Task objective | Below are the records. Gather each line that holds "instance".

■ ■ ■ ■ ■

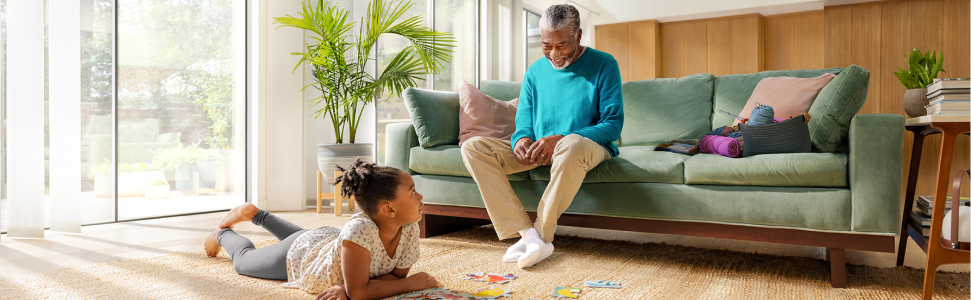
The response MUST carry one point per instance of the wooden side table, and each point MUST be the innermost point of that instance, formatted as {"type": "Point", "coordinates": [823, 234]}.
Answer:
{"type": "Point", "coordinates": [950, 127]}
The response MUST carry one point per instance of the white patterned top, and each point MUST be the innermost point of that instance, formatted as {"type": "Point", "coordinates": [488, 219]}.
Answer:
{"type": "Point", "coordinates": [314, 259]}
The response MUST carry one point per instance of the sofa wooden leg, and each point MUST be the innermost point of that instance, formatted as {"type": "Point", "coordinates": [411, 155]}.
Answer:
{"type": "Point", "coordinates": [837, 266]}
{"type": "Point", "coordinates": [432, 225]}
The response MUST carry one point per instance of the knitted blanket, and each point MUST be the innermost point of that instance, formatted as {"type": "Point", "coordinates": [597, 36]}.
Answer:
{"type": "Point", "coordinates": [707, 145]}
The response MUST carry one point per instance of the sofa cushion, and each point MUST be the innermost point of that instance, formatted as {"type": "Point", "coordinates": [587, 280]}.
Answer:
{"type": "Point", "coordinates": [500, 89]}
{"type": "Point", "coordinates": [634, 164]}
{"type": "Point", "coordinates": [791, 169]}
{"type": "Point", "coordinates": [835, 105]}
{"type": "Point", "coordinates": [827, 209]}
{"type": "Point", "coordinates": [445, 160]}
{"type": "Point", "coordinates": [435, 115]}
{"type": "Point", "coordinates": [660, 110]}
{"type": "Point", "coordinates": [481, 115]}
{"type": "Point", "coordinates": [733, 91]}
{"type": "Point", "coordinates": [788, 96]}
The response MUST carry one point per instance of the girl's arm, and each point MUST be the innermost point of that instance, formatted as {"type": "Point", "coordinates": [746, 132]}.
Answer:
{"type": "Point", "coordinates": [394, 275]}
{"type": "Point", "coordinates": [355, 263]}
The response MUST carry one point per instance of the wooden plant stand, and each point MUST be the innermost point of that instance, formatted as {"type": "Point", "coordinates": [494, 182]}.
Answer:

■ ■ ■ ■ ■

Response area |
The response MUST carry one point per instance of the wooden side table, and each point MUST be the innermost point of that instance, formatted as {"type": "Point", "coordinates": [823, 234]}.
The response MUST carry one point per instance of the white patterned top, and each point MUST be the innermost point of that instance, formatted as {"type": "Point", "coordinates": [488, 219]}.
The response MUST carry one point per instance of the sofa wooden leg, and each point MUST be the innermost point of that instance, formatted as {"type": "Point", "coordinates": [411, 155]}.
The response MUST carry one point per instance of the knitted blanket, and each point MUST be the innermost point of that instance, formatted as {"type": "Point", "coordinates": [597, 36]}.
The response MUST carry one point per instance of the sofa cushion, and each point MUST be the innermost point of that instance, formatted as {"type": "Point", "coordinates": [587, 280]}.
The response MUST carry one point per instance of the girl's arm, and each point MUST be the innermost point of that instance, formatted as {"type": "Point", "coordinates": [746, 132]}.
The response MUST carry one point per instance of the wooden plant stand, and each point MUST be the innermost point of that instance, formatted as {"type": "Point", "coordinates": [494, 182]}.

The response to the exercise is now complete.